• WHAT NEEDS TO BE DONE: Repeat the entries exactly as they are written.

[Dataset entries]
────────────────

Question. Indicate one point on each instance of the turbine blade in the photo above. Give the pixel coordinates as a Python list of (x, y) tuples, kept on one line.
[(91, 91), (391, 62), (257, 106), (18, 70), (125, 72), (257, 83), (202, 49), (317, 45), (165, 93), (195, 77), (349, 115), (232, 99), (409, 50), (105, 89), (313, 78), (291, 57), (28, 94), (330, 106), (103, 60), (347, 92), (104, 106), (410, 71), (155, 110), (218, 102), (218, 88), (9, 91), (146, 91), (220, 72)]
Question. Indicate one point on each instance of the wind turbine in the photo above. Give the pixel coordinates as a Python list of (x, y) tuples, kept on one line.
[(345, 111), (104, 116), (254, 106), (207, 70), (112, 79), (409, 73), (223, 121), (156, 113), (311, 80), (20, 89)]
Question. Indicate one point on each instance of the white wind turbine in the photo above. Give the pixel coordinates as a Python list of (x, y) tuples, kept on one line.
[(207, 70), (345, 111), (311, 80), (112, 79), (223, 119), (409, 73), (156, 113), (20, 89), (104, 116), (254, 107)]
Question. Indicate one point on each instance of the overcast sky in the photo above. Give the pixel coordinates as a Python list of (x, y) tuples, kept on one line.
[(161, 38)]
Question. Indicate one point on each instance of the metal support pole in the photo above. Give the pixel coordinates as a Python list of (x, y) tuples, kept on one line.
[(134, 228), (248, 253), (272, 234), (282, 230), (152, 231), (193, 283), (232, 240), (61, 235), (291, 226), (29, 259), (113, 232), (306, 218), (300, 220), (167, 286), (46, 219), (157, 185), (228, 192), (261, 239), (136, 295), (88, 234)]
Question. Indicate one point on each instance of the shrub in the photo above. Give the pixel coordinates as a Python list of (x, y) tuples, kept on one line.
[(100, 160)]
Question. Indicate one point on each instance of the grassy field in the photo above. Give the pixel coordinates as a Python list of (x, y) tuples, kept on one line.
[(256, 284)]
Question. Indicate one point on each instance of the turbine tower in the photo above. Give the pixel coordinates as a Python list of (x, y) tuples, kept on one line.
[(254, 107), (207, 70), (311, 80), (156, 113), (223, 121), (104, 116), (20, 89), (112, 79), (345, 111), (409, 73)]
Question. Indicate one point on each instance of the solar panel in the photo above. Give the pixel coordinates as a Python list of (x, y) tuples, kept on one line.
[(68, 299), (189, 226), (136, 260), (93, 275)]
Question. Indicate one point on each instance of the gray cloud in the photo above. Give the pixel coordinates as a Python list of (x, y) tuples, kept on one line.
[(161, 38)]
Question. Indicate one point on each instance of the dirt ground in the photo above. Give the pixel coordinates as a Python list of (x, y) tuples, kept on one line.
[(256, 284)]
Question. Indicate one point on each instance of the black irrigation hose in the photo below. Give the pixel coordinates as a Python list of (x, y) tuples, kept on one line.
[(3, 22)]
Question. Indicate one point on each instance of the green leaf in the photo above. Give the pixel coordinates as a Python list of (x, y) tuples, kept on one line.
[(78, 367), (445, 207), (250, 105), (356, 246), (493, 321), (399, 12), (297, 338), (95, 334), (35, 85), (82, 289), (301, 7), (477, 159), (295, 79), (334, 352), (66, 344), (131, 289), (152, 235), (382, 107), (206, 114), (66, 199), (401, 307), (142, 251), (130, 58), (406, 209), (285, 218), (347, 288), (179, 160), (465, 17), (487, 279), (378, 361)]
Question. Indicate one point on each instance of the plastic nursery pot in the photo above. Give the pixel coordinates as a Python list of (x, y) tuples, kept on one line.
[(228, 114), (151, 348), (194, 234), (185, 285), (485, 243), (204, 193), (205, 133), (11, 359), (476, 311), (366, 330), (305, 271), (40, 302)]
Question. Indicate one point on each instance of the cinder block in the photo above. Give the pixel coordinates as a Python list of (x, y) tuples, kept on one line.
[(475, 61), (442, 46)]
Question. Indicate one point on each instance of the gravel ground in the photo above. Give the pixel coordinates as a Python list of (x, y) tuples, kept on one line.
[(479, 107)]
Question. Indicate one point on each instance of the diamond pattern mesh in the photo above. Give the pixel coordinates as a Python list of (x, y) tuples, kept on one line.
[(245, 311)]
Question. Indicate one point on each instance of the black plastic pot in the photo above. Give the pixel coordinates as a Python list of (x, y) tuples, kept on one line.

────────────────

• SOLUTION FOR THIS TASK:
Question. Indicate one point on each instance of the turbine blade in the photo above. Give the pixel coordinates as a Python list of (x, y) tuples, kept on one line.
[(91, 91), (391, 62), (257, 106), (18, 70), (125, 72), (257, 83), (202, 49), (317, 45), (165, 93), (195, 77), (349, 115), (232, 99), (409, 50), (105, 89), (313, 78), (291, 57), (28, 94), (330, 106), (103, 60), (347, 92), (104, 106), (410, 71), (155, 110), (218, 102), (218, 88), (9, 91), (146, 91), (220, 72)]
Question. Indicate one point on each instance of the wind turbine in the photo above. Give the pixel coordinates as a Python list of (x, y) tuples, kept on one line.
[(345, 111), (104, 116), (254, 106), (207, 70), (112, 79), (409, 73), (223, 121), (156, 113), (311, 80), (20, 89)]
Question. Indicate one point on each instance of the white wind turbine in the photo above. Give the pixel coordinates as a Python list of (x, y) tuples, kept on one line.
[(207, 70), (345, 111), (311, 80), (112, 79), (223, 119), (409, 73), (156, 113), (20, 89), (104, 116), (254, 107)]
Question. Indicate one point on each instance of the overcast sky in the photo above. Give the pixel coordinates as a Python list of (x, y) tuples, kept on one line.
[(161, 38)]
Question. Indicate one point on each instance of the metal support pole in the photo above. Give the pixel coordinates as a Python list of (x, y) tuples, kept on one line.
[(134, 228), (248, 253), (272, 234), (282, 230), (152, 231), (193, 283), (232, 240), (61, 235), (291, 226), (29, 259), (113, 232), (306, 218), (300, 220), (167, 286), (46, 219), (157, 185), (228, 192), (261, 239), (136, 295), (88, 234)]
Question. Indicate one point on each instance of the shrub in the photo above. Give the pixel coordinates as a Python list of (x, y) tuples, kept on one line.
[(100, 160)]
Question. Indicate one point on each instance of the grassy field in the photo above. Give the pixel coordinates as a Python list of (x, y) tuples, kept on one line.
[(256, 284)]
Question. Indicate one point on each instance of the turbine tower in the photo above. Give the pixel coordinates as a Python list of (x, y) tuples, kept on one line.
[(254, 107), (207, 70), (311, 80), (156, 113), (223, 121), (104, 116), (20, 89), (112, 79), (345, 111), (409, 73)]
Question. Indicate one point on each instance of the solar panel in the photo above. Give the pixel coordinates as a Python list of (x, y) tuples, kept on one line.
[(68, 299), (189, 226), (136, 260), (93, 275)]
Question. Indicate one point on each instance of the gray cloud in the photo above. Give the pixel coordinates as a Python list of (x, y) tuples, kept on one line.
[(161, 38)]
Question. Indicate one point on each instance of the dirt ground in the photo above. Give the pixel coordinates as a Python list of (x, y) tuples, kept on one line.
[(256, 284)]
Question. Indicate one point on each instance of the black irrigation hose in the photo below. Give the pixel coordinates as a Python list of (x, y) tuples, kept on one line.
[(3, 22)]
Question. Indicate one point on each instance of the green leaf in the photo above. Give the pixel coordinates as a Python list of (x, y) tuples, kept on one line.
[(78, 367), (445, 207), (250, 105), (356, 246), (493, 321), (399, 12), (297, 338), (95, 334), (35, 85), (82, 289), (301, 7), (477, 159), (295, 79), (334, 352), (66, 344), (131, 289), (152, 235), (382, 107), (206, 114), (66, 199), (401, 307), (142, 251), (130, 58), (406, 209), (285, 218), (347, 288), (179, 160), (465, 17), (487, 279), (378, 361)]
Question. Indicate one point on each instance of the plastic nursery pot in the photo above. Give the pixel coordinates as a Python list of (x, y) tuples, kept on one line.
[(228, 114), (151, 348), (194, 234), (185, 285), (485, 243), (204, 193), (205, 133), (11, 359), (476, 311), (366, 330), (305, 271), (40, 302)]
Question. Indicate one point on each instance of the cinder block in the photo above. Give the pixel coordinates as a Python list of (x, y) tuples, kept on one line.
[(475, 61), (442, 46)]
Question. Indicate one point on each instance of the gravel ground in the photo above. Give the pixel coordinates as a Python list of (x, y) tuples, kept on one line.
[(479, 107)]
Question. Indicate one point on each instance of the diamond pattern mesh in the photo above. Give the pixel coordinates as a Python list of (x, y) tuples, kept on one line.
[(245, 311)]
Question. Indicate one point on each instance of the black plastic pot in the photo above. Give the pixel coordinates as a Python list of (x, y) tuples, kept on one line.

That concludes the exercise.